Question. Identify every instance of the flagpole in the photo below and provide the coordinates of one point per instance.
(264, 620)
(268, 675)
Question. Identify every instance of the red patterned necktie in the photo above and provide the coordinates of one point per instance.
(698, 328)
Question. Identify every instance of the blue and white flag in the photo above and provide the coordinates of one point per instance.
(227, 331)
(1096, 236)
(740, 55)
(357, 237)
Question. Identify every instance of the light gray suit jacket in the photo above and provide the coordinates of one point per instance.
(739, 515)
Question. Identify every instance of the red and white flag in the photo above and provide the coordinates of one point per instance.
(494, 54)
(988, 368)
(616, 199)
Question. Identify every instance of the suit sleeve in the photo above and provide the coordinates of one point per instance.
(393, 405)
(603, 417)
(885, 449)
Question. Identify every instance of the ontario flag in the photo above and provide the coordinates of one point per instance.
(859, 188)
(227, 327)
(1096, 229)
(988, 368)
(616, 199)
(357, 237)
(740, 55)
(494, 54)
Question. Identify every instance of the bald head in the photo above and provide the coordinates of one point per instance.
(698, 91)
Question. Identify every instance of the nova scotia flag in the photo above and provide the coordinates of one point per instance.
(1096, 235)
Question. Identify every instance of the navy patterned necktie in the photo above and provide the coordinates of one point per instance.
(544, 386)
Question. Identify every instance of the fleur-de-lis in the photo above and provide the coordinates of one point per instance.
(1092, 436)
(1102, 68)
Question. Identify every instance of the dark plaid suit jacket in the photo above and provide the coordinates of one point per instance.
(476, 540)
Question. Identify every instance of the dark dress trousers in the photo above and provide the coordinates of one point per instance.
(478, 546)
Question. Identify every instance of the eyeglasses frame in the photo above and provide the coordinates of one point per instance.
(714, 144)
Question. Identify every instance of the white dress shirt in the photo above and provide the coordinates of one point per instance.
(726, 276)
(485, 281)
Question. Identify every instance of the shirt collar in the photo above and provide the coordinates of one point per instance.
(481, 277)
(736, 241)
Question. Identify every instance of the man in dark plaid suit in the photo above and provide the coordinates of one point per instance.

▬▬▬▬▬▬▬▬▬▬

Problem description: Begin at the line that contains "Question. Identify every instance of the shirt" and stop after the final line of the rows above, both included. Write those lines out again with their requests, and shift every coordinate in the answers up by 3.

Expected answer:
Question. Identify every instance of the shirt collar in the photo above and provide the coordinates of one point per instance.
(484, 280)
(739, 244)
Question. Identify every instance of the man in dark plaid suit in the photo above and provide the coordinates of one point per instance.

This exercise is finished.